Excerpts from pointing data:
<<<<
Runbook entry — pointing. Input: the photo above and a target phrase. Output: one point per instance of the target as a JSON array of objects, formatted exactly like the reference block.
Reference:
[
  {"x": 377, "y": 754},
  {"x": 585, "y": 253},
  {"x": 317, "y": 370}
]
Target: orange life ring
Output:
>>>>
▶ REQUIRED TASK
Can you copy out the records above line for line, leaving every character unchanged?

▶ FINISHED EXERCISE
Runbook entry — pointing. Input: the photo above and a target phrase. Output: one point per instance of the target as a JSON array of objects, formatted exactly like the reference block.
Reference:
[
  {"x": 377, "y": 754},
  {"x": 585, "y": 253},
  {"x": 317, "y": 370}
]
Target: orange life ring
Output:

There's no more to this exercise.